**What to work on**. Render the lines below as a JSON list of strings, with one string for each line and no blank lines.

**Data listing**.
(begin)
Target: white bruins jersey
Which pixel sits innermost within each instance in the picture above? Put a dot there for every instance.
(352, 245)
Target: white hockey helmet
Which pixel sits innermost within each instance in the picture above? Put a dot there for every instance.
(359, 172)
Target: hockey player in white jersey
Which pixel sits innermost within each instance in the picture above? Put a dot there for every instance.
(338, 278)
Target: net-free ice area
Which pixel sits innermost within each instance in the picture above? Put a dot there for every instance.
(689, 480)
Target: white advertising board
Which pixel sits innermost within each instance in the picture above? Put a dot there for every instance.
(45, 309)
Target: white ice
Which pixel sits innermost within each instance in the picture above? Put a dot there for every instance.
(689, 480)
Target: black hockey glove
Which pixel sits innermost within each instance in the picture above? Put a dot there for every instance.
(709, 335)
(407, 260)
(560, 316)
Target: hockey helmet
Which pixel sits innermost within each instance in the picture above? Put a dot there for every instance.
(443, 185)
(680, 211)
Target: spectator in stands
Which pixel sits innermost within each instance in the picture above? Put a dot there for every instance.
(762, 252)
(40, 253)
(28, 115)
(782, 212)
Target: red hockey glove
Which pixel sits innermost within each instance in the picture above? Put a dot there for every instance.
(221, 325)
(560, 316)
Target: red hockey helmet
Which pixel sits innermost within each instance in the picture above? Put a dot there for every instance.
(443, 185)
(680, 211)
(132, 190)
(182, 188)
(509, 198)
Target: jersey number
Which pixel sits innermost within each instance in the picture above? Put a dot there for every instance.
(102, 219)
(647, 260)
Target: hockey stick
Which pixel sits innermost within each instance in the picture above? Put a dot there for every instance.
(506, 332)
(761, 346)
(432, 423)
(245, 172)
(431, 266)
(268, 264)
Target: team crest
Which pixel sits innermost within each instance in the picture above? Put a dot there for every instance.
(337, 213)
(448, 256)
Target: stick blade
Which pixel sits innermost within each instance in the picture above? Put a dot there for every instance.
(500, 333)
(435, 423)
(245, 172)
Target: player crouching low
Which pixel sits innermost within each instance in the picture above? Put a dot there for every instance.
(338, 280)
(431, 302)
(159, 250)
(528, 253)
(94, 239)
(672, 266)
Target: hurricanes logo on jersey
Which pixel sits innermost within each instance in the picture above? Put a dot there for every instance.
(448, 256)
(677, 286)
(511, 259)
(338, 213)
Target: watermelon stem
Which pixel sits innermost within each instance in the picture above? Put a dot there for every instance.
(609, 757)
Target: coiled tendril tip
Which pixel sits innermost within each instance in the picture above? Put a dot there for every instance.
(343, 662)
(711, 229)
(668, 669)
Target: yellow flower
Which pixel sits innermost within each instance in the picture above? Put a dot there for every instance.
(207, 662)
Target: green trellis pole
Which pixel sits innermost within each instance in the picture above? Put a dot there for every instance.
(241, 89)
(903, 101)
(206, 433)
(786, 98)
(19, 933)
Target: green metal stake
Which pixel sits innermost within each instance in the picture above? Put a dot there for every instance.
(end)
**Exercise result**.
[
  "Target: white bruins jersey",
  "Which pixel sits innermost within each instance in the picture above? Put a dot there for every instance.",
  "(352, 245)",
  "Target: white hockey helmet",
  "Which pixel sits innermost within each instance in the picture above? Put a dot there for every instance.",
  "(359, 172)",
  "Target: hockey player in white jersey",
  "Which pixel sits innermost within each instance in the picture above? Put a dot there for every instance.",
  "(338, 278)",
  "Target: net-free ice area",
  "Which pixel sits innermost within each instance in the picture above? Put a dot there for every instance.",
  "(689, 480)",
  "Target: white advertising board",
  "Which pixel sits innermost within each instance in the picture above? Put a dot there for every instance.",
  "(45, 309)",
  "Target: white ice",
  "Which pixel sits innermost within each instance in the picture above? Put a dot there for every instance.",
  "(689, 480)",
  "Target: black hockey glove",
  "Which pixel sits innermost within each instance in the picture above? Put a dot there for every instance.",
  "(709, 335)",
  "(407, 260)",
  "(560, 316)",
  "Target: hockey helmet",
  "Which pixel sits innermost within each instance in the picture above? Put a dot there for every instance.",
  "(443, 185)",
  "(680, 211)",
  "Target: spectator in stands",
  "Which pixel sits innermost within each instance in the picture above? Put a dot there for every instance.",
  "(762, 252)",
  "(40, 253)",
  "(28, 115)",
  "(782, 212)",
  "Target: red hockey glove",
  "Which pixel sits innermost within each instance in the picture above? Put a dot there for every instance.",
  "(221, 325)",
  "(560, 316)",
  "Target: red hockey helmet",
  "Which pixel sits innermost within each instance in the picture above? Put a dot there for every instance.",
  "(443, 185)",
  "(680, 211)",
  "(132, 190)",
  "(182, 188)",
  "(509, 198)",
  "Target: jersey number",
  "Which pixel sits innermost within each instance in the picture above? Put a dot there for every instance.",
  "(102, 219)",
  "(647, 260)",
  "Target: hockey stick",
  "Which pixel sits innermost within each instance in the picture above? Put a dot there for every instance.",
  "(506, 332)",
  "(761, 346)",
  "(432, 423)",
  "(245, 172)",
  "(431, 266)",
  "(268, 264)",
  "Target: team crest",
  "Which pixel sits innermost within each instance in the picture above? Put a dot there for every instance.",
  "(337, 213)",
  "(448, 256)",
  "Target: stick blade",
  "Which pixel sits innermost within each instance in the picture above? Put a dot there for every instance.",
  "(500, 333)",
  "(435, 423)",
  "(245, 172)",
  "Target: player crouching low",
  "Which pixel sits innermost within each instance in the picture above? Put a dot there for every instance.",
  "(338, 280)",
  "(431, 302)",
  "(159, 250)",
  "(528, 253)",
  "(94, 239)",
  "(672, 266)",
  "Target: hurricanes logo on jersey",
  "Which pixel sits innermost within each instance in the picture above? Put a dot there for every instance.",
  "(448, 256)",
  "(677, 286)",
  "(511, 259)",
  "(338, 213)",
  "Target: watermelon stem",
  "Which pixel sits innermost within each instance in the picture above? Put a dot there for every instance.",
  "(609, 757)",
  "Target: coiled tendril tip",
  "Which pixel sits innermost within each instance in the picture above? Put a dot there for every instance.",
  "(343, 662)",
  "(711, 229)",
  "(668, 669)",
  "Target: yellow flower",
  "Which pixel sits innermost within each instance in the picture above? Put a dot there for every instance.",
  "(207, 662)",
  "Target: green trellis pole",
  "Which pixel sits innermost within each instance in the picture above? Put a dot there for every instance.",
  "(241, 89)",
  "(903, 101)",
  "(206, 433)",
  "(786, 98)",
  "(19, 933)",
  "Target: green metal stake",
  "Which pixel sits innermost within each instance in the picture above? Put a dot there for every instance."
]